*** SUPPLIED INFORMATION
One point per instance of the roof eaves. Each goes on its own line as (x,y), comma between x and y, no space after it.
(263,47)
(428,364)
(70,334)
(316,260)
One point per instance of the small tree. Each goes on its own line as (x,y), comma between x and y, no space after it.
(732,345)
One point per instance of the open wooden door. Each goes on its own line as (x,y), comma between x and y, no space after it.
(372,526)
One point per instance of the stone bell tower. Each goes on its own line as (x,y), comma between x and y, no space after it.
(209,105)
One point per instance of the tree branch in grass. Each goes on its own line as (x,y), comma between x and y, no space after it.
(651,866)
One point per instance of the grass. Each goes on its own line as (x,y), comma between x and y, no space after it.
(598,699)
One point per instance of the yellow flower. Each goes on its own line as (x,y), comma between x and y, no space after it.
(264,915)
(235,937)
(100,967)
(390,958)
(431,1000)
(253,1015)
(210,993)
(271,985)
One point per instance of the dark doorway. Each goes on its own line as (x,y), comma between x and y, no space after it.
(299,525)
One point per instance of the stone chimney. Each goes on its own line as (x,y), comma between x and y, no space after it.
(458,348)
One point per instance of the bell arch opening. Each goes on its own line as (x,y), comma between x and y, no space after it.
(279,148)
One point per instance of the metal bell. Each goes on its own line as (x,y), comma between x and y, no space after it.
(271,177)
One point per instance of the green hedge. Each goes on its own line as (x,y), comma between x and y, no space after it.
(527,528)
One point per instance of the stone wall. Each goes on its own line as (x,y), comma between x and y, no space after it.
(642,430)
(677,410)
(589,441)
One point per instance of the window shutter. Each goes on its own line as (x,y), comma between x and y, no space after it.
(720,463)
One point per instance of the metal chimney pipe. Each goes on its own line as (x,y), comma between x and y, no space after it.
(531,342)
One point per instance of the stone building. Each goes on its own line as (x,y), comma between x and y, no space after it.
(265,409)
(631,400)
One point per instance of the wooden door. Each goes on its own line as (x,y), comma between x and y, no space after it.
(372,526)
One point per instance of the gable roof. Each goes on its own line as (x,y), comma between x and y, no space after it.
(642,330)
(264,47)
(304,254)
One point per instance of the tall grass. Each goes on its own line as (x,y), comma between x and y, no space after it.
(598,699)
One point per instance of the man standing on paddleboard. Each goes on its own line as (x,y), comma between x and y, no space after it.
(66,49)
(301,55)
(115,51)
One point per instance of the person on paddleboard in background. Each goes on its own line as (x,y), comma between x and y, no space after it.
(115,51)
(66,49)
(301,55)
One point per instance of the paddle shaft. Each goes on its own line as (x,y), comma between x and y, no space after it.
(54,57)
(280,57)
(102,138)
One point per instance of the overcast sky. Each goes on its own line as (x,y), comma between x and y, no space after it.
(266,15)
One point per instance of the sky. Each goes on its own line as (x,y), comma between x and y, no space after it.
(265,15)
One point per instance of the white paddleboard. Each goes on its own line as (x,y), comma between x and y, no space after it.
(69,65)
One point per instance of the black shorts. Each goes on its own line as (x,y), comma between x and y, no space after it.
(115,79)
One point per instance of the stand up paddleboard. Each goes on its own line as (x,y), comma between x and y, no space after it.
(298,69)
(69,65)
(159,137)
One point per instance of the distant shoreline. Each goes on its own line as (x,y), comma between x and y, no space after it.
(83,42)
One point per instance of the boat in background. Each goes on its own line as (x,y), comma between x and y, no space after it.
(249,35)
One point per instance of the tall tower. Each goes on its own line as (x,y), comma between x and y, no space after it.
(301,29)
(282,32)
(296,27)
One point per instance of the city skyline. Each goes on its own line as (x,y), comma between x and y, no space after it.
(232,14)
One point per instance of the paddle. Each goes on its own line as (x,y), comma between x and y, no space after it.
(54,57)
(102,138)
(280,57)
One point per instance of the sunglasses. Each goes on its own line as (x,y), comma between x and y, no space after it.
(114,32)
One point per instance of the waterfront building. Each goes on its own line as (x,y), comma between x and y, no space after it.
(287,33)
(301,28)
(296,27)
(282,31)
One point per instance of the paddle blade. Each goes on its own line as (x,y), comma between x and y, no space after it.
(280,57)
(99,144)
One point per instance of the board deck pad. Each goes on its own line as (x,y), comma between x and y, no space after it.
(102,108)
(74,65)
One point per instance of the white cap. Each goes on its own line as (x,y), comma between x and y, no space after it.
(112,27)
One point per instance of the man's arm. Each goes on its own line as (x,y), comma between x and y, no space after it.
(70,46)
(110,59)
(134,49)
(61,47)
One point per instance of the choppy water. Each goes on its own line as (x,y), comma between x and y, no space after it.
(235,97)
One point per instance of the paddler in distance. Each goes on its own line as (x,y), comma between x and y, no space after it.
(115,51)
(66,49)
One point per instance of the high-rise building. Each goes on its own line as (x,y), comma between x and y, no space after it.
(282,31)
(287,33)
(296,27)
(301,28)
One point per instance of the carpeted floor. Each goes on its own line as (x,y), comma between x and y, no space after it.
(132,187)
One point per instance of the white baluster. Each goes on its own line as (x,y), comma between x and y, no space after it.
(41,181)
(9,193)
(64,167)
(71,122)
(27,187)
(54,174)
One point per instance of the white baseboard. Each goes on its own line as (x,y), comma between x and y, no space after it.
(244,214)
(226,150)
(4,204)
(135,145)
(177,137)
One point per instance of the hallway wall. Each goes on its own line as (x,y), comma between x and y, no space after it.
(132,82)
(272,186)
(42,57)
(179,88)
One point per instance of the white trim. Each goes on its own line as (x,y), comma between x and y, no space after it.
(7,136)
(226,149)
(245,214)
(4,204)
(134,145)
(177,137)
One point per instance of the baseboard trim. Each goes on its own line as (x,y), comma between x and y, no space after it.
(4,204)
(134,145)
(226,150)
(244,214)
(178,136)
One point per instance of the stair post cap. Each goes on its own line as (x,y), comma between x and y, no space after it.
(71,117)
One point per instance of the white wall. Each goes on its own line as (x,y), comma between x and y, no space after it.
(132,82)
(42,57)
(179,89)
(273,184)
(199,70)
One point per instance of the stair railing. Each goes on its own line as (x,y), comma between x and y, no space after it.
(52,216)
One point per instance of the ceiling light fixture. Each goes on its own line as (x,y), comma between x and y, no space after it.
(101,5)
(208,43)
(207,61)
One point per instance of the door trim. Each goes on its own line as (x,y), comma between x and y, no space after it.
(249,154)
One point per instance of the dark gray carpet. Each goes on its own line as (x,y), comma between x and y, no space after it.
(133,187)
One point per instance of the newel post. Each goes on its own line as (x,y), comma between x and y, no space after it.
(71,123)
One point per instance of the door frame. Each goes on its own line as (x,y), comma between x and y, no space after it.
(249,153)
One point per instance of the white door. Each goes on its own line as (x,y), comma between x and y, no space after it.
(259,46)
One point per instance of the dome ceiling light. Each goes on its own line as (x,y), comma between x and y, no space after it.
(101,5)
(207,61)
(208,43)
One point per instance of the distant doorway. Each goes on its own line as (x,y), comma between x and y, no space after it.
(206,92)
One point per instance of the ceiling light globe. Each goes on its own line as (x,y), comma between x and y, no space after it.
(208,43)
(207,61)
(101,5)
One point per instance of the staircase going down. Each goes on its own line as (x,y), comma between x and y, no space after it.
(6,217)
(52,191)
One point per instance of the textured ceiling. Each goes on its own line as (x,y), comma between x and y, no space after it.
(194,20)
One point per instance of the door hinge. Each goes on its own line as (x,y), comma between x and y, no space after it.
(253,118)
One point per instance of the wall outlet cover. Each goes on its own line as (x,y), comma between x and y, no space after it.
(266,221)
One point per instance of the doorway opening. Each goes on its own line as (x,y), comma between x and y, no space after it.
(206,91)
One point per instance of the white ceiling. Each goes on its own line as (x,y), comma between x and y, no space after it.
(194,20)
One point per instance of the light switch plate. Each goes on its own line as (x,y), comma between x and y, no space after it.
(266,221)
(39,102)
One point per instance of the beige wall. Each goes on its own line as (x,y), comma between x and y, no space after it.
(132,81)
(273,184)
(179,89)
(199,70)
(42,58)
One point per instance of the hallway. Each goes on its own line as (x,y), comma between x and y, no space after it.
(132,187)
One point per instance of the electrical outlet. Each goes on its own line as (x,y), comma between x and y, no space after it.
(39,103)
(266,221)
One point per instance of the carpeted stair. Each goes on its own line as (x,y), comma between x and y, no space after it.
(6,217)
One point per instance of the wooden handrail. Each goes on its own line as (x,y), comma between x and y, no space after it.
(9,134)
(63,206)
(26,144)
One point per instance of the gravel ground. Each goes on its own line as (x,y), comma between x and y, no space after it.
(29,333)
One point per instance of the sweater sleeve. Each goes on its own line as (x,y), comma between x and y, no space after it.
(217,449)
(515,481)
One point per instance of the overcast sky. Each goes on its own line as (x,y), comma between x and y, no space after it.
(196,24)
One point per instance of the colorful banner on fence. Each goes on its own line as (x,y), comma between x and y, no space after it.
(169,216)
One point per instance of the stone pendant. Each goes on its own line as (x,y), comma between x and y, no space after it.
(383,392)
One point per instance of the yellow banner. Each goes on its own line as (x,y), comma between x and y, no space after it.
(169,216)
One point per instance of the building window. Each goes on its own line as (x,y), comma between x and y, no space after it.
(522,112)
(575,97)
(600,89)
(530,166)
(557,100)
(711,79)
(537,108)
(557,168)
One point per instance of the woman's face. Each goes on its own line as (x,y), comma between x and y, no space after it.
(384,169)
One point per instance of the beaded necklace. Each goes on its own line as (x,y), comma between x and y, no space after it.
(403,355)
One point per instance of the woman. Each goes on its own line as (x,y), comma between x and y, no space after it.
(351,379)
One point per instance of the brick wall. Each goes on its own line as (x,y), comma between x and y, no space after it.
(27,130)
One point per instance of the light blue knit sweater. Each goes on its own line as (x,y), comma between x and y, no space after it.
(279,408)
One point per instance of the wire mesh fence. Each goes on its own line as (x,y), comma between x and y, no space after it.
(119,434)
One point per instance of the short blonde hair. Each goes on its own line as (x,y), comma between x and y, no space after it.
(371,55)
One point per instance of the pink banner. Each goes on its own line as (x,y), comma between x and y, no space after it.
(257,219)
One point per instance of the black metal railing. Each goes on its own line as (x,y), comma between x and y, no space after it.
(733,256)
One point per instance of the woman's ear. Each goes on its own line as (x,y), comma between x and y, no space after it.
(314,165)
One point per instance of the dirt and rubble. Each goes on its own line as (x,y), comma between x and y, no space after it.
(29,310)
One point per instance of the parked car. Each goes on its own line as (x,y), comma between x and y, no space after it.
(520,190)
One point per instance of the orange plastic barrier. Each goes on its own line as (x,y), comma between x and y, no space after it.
******
**WHAT THE TASK ASKS**
Copy only this span: the line that contains "One point per instance of the brick", the last line, and every line between them.

**THE ANSWER**
One point per instance of the brick wall. Each goes on its own line as (x,y), comma between x and y, no space after it.
(27,130)
One point per instance of the light blue knit sweater. Each goes on its own line as (x,y), comma between x and y, no space after it.
(279,408)
One point per instance of the wire mesh fence. Each goes on its own line as (x,y), comma between x and y, no space after it.
(119,434)
One point per instance of the short blonde hair. Each goes on its own line as (x,y), comma between x and y, no space after it.
(371,55)
One point per instance of the pink banner. Each goes on its own line as (x,y), comma between x and y, no space after it.
(257,219)
One point per instance of the black metal railing. Each goes on its own line as (x,y), comma between x and y, no space after it.
(733,256)
One point per instance of the woman's ear. Each goes on its own line as (x,y), comma between x and y, no space after it.
(314,165)
One point per instance of the dirt and rubble. Each goes on its own line as (x,y), comma between x and y, no space after it.
(29,310)
One point per instance of the parked car. Each goes on its own line as (x,y), comma between x and y, no space after it.
(520,190)
One point per instance of the orange plastic barrier. Each goes on its own line as (x,y), comma between x and y, no space after it.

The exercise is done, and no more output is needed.